Stored data entries

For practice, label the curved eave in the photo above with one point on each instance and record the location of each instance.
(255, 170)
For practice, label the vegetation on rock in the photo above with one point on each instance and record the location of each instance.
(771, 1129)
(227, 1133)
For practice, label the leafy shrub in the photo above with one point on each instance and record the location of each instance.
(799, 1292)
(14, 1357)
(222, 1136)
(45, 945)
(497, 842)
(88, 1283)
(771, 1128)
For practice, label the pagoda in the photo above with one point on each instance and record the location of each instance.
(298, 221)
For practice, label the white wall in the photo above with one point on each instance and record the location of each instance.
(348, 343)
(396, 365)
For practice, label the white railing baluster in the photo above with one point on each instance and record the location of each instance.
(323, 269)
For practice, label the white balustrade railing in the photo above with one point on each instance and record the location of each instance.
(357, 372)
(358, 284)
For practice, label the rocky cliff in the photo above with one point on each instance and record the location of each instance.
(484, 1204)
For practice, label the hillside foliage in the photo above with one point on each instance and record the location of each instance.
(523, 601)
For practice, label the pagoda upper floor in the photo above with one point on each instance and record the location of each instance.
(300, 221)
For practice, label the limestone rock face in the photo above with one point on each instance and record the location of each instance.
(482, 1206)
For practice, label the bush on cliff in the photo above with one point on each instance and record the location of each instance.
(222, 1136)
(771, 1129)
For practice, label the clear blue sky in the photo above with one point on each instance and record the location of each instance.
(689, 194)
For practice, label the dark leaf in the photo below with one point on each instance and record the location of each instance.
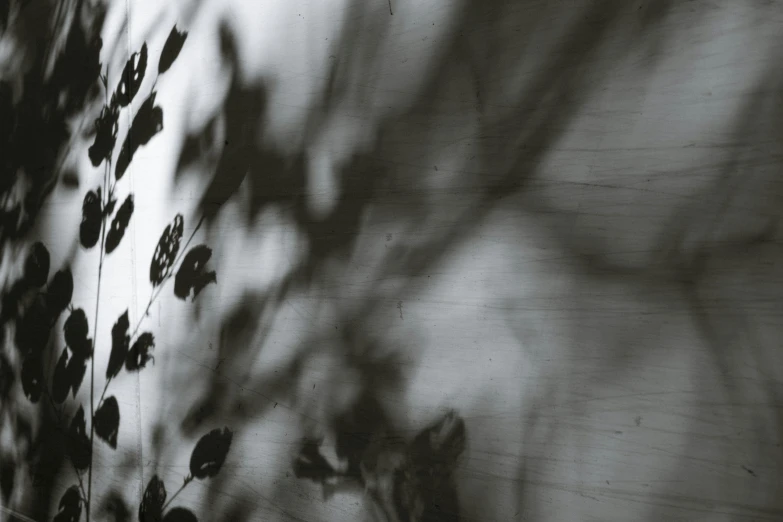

_THE PROBLEM_
Nothing but the records, repeated exactly and stripped of pictures, should appear in the answer.

_RESPONSE BELOW_
For practice, label the curved eave in the photo above with one point on each instance and record the location of each instance.
(255, 170)
For practice, label the vegetation on rock in the photo above with one point on each instance and record the location of each instance.
(771, 1129)
(227, 1133)
For practice, label the leafy shrub in the photo above with one point on each instance and record the location of each instance.
(799, 1292)
(14, 1357)
(222, 1136)
(45, 945)
(497, 842)
(88, 1283)
(771, 1128)
For practice, label the pagoda in the photo above with one point on each instance and record the location of each instance.
(298, 221)
For practice, label the white wall in the photo above with one point on each instance and record the location of each instance.
(348, 343)
(396, 365)
For practice, label the white railing baluster in the photo above with one point on each instance and record the location of each instance.
(323, 269)
For practice, label the white balustrade railing in the photo above with one point on each instance and record the location of each instance.
(357, 372)
(358, 284)
For practice, label the rocky cliff in the photo above with one point on each instance and record the location of each instance.
(484, 1204)
For practice, label the hillside foliage in the photo above with one point on each instance and record the location of each instance.
(523, 601)
For practice, label the pagoda upper floor in the photo above with one point on each instance and record the location of each instance.
(300, 221)
For practice, label the limestone rock face in the photo above with one point on each instance and record the location of each instance.
(482, 1206)
For practice, label the bush on cliff in the photo above with one point on each instance and record the location of each instance.
(222, 1136)
(771, 1129)
For practice, label the clear blue sky in the photo above with one point on each instance and record the location of each instance.
(689, 194)
For practice, label the dark leaf in the photo below with one point on each instance and record the location of each instance.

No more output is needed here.